## Instructions for the task
In the entries below, count every line with the string "wall". State the count and nothing else.

## Exercise inputs
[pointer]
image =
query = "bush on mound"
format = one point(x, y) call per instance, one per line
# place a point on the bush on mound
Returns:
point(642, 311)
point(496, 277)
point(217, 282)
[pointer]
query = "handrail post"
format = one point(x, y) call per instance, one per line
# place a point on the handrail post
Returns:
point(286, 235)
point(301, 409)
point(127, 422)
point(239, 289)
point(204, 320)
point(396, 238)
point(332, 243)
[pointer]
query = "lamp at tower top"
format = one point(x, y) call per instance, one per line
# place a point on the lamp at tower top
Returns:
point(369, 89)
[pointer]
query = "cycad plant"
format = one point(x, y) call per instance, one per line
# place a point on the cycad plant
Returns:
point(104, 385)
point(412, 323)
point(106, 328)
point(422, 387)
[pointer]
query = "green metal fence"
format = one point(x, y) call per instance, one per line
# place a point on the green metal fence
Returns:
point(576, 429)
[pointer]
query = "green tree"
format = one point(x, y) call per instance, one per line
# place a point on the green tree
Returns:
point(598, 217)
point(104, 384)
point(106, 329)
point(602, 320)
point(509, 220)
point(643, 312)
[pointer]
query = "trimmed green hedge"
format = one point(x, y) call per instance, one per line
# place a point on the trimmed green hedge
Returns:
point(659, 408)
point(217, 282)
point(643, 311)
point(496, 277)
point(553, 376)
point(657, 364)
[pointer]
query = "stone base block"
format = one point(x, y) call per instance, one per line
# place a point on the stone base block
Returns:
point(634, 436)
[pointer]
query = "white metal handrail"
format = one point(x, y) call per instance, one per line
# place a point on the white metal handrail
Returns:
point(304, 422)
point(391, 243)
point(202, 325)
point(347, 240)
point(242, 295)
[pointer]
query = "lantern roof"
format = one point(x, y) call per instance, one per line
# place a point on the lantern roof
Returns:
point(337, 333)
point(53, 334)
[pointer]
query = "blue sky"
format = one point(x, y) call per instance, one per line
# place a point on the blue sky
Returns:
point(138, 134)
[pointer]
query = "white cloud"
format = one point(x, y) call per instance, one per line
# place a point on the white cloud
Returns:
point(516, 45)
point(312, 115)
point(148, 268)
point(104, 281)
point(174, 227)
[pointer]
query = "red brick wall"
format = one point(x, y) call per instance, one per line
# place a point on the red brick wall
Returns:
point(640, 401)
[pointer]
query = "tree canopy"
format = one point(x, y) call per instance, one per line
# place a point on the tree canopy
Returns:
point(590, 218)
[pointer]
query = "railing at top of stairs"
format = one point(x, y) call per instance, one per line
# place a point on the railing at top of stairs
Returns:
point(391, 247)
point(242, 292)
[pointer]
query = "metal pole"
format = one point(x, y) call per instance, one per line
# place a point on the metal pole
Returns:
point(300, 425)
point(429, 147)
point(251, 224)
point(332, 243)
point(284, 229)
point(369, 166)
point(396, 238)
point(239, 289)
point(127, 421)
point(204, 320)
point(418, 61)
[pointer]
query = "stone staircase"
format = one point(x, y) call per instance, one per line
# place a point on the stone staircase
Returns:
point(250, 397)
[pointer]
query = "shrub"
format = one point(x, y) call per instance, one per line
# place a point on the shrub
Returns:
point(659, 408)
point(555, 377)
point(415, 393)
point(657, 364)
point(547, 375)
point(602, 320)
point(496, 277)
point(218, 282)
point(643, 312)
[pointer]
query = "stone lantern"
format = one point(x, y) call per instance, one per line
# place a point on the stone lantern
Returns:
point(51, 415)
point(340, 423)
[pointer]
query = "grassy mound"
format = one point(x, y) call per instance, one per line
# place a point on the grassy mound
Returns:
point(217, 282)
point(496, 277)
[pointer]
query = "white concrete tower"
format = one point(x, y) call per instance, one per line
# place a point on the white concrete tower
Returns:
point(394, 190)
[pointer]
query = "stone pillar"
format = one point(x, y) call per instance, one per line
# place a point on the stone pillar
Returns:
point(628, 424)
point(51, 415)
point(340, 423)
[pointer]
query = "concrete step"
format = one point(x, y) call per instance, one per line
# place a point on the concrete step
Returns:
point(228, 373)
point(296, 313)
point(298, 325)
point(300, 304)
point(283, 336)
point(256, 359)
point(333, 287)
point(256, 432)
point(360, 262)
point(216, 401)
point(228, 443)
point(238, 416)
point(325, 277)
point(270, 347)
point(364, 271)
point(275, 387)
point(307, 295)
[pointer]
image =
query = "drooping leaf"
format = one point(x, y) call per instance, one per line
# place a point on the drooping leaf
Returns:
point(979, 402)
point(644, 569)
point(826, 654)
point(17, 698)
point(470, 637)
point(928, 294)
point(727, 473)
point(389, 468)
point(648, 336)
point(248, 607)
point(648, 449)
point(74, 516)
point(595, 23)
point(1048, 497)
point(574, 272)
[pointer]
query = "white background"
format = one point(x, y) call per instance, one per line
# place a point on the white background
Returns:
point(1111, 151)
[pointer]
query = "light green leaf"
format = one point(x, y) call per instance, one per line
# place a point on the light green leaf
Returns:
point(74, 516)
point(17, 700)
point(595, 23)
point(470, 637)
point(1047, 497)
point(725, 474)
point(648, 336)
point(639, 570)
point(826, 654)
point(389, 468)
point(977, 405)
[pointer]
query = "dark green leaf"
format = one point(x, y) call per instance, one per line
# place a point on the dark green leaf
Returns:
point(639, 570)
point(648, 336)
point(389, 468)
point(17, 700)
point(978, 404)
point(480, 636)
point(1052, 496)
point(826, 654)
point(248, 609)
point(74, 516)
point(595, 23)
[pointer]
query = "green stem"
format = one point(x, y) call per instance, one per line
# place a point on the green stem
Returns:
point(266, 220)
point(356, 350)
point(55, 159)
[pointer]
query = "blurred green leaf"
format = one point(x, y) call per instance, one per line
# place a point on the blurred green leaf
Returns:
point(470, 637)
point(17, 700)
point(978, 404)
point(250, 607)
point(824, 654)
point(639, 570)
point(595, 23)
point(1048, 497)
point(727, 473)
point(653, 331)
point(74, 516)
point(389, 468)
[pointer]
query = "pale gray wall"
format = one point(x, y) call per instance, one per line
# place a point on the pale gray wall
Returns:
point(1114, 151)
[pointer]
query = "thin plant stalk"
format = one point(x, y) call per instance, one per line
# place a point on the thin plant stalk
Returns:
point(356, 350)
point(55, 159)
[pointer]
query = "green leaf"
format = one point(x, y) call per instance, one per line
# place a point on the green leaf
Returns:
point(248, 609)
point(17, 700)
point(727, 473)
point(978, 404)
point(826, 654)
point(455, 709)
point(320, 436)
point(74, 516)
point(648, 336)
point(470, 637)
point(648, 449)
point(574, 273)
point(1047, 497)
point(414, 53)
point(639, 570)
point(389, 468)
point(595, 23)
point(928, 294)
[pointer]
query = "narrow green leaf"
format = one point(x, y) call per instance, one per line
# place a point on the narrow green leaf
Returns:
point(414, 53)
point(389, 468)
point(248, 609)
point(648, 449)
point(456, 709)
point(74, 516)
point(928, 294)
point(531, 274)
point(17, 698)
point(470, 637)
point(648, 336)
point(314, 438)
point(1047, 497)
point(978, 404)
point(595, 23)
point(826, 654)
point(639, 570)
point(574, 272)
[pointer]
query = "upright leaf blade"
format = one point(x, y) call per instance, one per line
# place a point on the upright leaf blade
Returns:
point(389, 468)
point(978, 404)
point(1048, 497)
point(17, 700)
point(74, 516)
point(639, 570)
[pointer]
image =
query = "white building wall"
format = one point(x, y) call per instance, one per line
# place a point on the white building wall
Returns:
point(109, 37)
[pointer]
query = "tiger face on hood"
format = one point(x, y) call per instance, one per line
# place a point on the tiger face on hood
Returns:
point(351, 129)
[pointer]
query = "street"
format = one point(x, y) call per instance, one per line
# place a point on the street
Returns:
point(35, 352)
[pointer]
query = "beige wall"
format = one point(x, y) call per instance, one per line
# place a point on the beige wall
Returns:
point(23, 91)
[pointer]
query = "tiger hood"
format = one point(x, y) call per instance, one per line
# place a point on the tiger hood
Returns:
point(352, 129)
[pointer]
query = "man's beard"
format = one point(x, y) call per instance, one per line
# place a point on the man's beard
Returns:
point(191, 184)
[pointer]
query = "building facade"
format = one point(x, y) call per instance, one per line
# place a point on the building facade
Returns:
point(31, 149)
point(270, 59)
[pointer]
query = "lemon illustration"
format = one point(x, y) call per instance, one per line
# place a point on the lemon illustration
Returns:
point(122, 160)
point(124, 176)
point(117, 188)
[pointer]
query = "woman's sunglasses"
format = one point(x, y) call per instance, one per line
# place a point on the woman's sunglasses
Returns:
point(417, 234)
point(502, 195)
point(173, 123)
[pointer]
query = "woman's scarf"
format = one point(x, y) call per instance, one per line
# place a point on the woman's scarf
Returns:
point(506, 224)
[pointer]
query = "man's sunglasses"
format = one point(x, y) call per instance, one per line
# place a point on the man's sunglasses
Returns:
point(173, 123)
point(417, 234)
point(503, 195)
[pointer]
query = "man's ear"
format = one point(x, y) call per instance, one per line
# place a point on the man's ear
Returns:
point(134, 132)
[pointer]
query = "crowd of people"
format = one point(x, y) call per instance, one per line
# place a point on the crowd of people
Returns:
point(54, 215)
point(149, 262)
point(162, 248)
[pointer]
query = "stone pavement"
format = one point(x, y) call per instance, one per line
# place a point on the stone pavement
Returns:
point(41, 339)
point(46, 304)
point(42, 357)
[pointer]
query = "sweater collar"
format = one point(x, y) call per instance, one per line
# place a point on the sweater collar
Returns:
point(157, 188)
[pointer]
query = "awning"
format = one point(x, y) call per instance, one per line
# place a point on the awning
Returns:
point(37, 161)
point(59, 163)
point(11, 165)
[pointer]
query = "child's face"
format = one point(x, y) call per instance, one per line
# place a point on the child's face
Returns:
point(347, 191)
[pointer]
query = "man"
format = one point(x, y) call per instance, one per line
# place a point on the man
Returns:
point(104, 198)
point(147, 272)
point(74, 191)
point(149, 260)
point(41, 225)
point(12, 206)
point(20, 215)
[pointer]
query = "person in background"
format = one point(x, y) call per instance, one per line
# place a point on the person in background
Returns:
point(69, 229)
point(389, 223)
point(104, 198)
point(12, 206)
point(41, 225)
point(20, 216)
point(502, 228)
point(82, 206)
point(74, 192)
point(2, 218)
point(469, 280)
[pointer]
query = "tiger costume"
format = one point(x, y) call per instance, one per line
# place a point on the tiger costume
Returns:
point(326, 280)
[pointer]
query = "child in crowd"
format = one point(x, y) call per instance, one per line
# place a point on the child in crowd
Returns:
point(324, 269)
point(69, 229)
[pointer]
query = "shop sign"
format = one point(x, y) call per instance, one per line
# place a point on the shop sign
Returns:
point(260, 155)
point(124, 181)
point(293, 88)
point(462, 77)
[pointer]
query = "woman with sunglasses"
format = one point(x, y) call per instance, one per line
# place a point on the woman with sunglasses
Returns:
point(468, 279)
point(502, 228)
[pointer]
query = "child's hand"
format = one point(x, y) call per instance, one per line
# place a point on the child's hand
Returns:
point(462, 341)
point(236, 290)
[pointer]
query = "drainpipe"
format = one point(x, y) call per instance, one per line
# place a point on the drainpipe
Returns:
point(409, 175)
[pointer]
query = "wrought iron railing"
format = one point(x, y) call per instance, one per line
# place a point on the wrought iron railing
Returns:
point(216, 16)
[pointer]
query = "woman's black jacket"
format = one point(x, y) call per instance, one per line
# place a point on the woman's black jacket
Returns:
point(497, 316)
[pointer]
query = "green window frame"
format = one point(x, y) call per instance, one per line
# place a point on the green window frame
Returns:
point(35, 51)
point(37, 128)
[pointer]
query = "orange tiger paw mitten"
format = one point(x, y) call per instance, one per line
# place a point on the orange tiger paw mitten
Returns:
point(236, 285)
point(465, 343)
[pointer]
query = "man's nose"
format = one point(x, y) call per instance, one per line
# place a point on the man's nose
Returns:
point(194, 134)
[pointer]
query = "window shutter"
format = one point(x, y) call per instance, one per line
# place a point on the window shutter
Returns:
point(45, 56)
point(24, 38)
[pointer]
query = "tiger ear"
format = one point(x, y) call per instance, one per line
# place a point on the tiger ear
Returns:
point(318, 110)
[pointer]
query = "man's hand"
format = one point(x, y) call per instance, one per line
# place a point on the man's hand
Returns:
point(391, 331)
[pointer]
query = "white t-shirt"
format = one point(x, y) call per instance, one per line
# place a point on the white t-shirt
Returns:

## Written solution
8